##### Dataset records

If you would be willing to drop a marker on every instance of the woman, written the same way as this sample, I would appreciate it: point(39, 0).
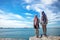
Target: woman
point(44, 23)
point(36, 25)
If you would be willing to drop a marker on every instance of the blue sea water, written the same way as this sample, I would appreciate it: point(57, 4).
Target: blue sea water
point(26, 32)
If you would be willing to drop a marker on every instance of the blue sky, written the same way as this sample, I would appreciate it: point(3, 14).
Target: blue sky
point(20, 13)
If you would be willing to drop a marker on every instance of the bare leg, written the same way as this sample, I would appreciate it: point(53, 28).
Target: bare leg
point(44, 29)
point(37, 33)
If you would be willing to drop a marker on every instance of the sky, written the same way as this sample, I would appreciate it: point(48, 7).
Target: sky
point(20, 13)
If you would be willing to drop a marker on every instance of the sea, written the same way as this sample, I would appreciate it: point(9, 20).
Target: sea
point(25, 33)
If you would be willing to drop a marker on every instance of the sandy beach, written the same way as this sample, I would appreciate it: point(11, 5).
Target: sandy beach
point(34, 38)
point(12, 39)
point(45, 38)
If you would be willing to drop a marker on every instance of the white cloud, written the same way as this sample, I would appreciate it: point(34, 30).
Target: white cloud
point(11, 20)
point(48, 1)
point(28, 14)
point(28, 7)
point(28, 1)
point(43, 6)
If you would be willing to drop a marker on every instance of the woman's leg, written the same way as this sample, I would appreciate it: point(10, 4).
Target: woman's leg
point(44, 29)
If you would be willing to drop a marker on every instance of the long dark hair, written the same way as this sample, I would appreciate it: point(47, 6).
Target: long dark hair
point(44, 16)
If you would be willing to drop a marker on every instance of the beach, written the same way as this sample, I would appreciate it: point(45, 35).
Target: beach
point(34, 38)
point(12, 39)
point(45, 38)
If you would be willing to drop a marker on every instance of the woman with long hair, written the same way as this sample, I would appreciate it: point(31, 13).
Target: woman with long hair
point(44, 22)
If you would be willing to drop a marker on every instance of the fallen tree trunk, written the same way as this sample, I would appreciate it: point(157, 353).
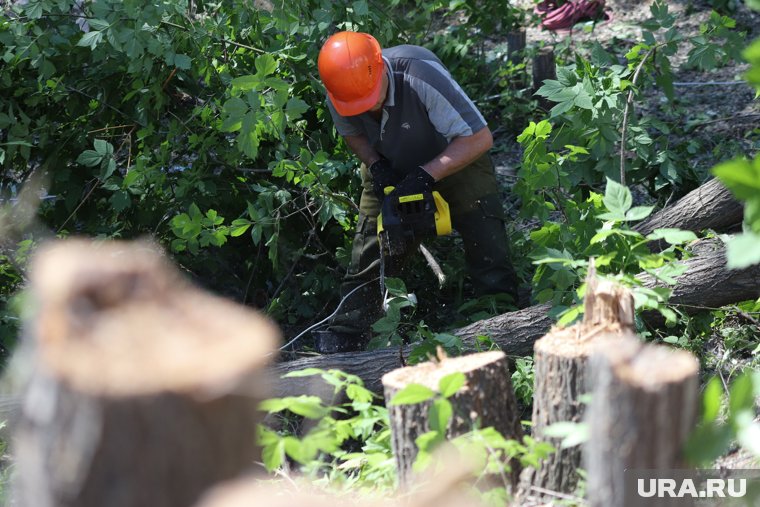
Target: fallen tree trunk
point(710, 206)
point(515, 332)
point(707, 283)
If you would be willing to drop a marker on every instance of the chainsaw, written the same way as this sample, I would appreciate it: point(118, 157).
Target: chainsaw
point(405, 220)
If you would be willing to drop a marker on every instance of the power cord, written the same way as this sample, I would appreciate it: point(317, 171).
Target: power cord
point(337, 309)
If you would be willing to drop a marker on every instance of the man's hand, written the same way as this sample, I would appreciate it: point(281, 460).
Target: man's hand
point(418, 181)
point(383, 175)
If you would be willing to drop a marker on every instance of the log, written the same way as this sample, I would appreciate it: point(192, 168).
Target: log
point(486, 400)
point(707, 283)
point(561, 378)
point(643, 408)
point(710, 206)
point(514, 332)
point(142, 390)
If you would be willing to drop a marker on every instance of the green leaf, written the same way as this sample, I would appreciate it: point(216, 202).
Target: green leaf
point(295, 107)
point(451, 384)
point(439, 415)
point(235, 107)
point(361, 8)
point(91, 39)
point(412, 394)
point(246, 83)
point(182, 61)
point(89, 158)
point(102, 147)
point(743, 251)
point(617, 198)
point(98, 24)
point(120, 201)
point(638, 213)
point(272, 453)
point(265, 65)
point(239, 226)
point(359, 393)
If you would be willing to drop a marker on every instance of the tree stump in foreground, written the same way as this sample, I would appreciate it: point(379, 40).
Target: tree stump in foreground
point(561, 378)
point(142, 389)
point(643, 407)
point(486, 399)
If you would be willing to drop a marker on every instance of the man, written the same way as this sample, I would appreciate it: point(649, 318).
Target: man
point(412, 127)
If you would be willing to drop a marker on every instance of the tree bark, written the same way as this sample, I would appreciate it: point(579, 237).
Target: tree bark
point(561, 378)
point(142, 390)
point(643, 407)
point(486, 400)
point(514, 332)
point(710, 206)
point(707, 283)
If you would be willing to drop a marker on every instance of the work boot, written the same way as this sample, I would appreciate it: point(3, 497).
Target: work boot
point(333, 342)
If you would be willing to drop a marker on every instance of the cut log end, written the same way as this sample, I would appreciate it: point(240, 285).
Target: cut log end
point(430, 373)
point(116, 319)
point(634, 363)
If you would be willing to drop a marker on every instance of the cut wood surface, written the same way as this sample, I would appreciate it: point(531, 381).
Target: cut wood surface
point(142, 390)
point(710, 206)
point(561, 379)
point(643, 408)
point(486, 400)
point(707, 283)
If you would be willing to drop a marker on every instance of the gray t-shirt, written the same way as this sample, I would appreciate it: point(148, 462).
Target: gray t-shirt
point(424, 110)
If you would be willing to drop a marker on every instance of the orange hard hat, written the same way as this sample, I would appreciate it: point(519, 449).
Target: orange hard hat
point(351, 67)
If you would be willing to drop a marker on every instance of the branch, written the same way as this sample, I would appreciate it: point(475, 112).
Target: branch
point(628, 104)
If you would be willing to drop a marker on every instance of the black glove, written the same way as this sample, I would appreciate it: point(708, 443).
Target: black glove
point(418, 181)
point(383, 175)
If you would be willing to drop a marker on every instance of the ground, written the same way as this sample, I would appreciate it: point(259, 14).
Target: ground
point(722, 116)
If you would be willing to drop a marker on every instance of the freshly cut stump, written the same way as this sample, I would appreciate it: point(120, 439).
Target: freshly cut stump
point(643, 407)
point(561, 379)
point(143, 389)
point(486, 400)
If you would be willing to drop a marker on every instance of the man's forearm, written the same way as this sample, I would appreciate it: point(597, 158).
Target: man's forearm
point(363, 149)
point(459, 153)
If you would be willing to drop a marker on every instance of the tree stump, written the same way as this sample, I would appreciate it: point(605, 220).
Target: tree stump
point(561, 378)
point(486, 400)
point(643, 407)
point(143, 389)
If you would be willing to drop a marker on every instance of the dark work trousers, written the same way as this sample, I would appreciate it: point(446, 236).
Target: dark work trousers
point(476, 213)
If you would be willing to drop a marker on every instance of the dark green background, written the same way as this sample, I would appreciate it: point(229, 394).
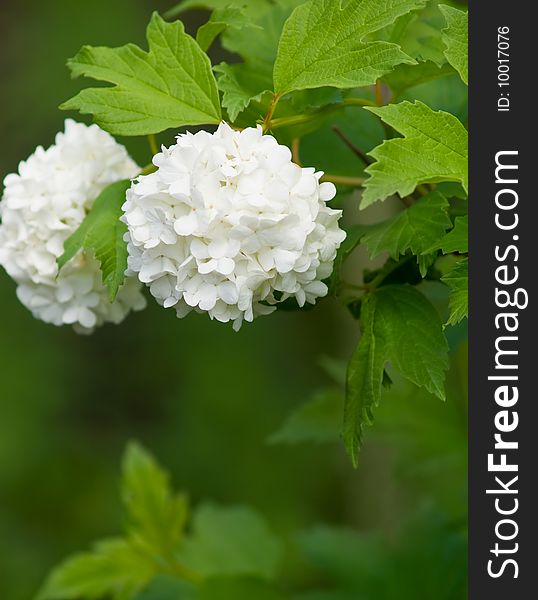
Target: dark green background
point(201, 397)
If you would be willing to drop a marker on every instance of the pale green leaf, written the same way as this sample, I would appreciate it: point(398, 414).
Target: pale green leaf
point(101, 232)
point(456, 240)
point(457, 280)
point(156, 516)
point(319, 420)
point(401, 327)
point(404, 76)
point(433, 149)
point(170, 86)
point(238, 588)
point(167, 587)
point(221, 19)
point(455, 37)
point(251, 81)
point(230, 541)
point(416, 228)
point(114, 569)
point(323, 44)
point(253, 7)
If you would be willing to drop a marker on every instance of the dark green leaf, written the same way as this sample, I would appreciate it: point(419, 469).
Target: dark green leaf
point(101, 232)
point(230, 541)
point(400, 326)
point(114, 569)
point(416, 228)
point(457, 280)
point(319, 420)
point(323, 44)
point(166, 587)
point(238, 588)
point(157, 517)
point(457, 239)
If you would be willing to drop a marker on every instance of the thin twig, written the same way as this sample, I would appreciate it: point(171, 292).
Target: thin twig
point(362, 155)
point(295, 144)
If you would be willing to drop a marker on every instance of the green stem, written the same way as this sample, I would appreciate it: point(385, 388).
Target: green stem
point(385, 272)
point(267, 122)
point(151, 168)
point(306, 118)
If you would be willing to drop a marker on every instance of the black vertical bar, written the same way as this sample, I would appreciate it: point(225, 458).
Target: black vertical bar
point(501, 120)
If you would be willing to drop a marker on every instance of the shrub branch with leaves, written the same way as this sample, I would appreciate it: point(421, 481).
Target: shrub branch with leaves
point(364, 72)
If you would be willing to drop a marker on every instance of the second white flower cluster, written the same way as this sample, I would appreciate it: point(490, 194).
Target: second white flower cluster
point(227, 225)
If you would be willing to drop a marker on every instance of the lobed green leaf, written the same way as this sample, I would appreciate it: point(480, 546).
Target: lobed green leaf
point(457, 280)
point(456, 240)
point(455, 37)
point(170, 86)
point(398, 325)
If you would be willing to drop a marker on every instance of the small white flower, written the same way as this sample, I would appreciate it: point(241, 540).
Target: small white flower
point(229, 225)
point(42, 205)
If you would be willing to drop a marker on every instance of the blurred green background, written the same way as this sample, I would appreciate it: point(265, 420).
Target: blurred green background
point(203, 398)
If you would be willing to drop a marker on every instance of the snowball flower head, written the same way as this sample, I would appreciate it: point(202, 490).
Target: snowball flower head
point(229, 225)
point(42, 205)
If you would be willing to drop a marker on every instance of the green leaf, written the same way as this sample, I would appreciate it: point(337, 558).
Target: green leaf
point(456, 240)
point(400, 326)
point(416, 228)
point(240, 86)
point(101, 232)
point(319, 420)
point(253, 7)
point(353, 238)
point(115, 569)
point(156, 516)
point(344, 556)
point(238, 588)
point(252, 80)
point(230, 541)
point(457, 280)
point(455, 37)
point(170, 86)
point(221, 19)
point(418, 33)
point(404, 76)
point(433, 149)
point(322, 44)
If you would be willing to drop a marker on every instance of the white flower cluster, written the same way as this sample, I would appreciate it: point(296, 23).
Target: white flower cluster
point(228, 224)
point(41, 207)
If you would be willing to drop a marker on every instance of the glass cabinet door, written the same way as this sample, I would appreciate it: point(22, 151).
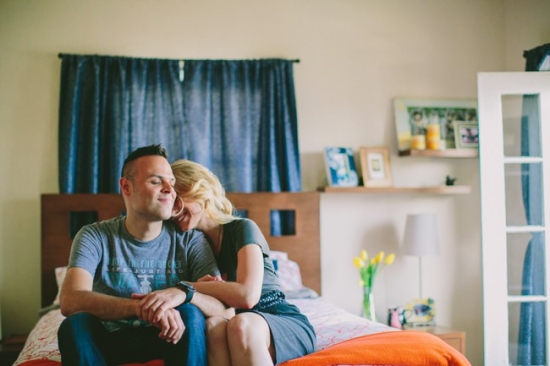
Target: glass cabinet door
point(514, 153)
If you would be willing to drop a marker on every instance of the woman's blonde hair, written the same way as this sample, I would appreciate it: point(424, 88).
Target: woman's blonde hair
point(195, 182)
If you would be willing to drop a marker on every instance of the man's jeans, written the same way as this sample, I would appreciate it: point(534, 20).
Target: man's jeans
point(83, 340)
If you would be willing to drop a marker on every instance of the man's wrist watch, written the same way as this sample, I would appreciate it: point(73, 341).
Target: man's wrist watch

##########

- [Aim]:
Copy the records from the line with "it: point(475, 112)." up to and including the line with "point(628, 104)", substituting "tree limb" for "branch" and leaving everything else unchanged.

- [Solution to this task]:
If you would be willing to drop a marker on every instance of the tree limb, written the same way as this sample, I would appreciate it: point(475, 112).
Target: tree limb
point(628, 104)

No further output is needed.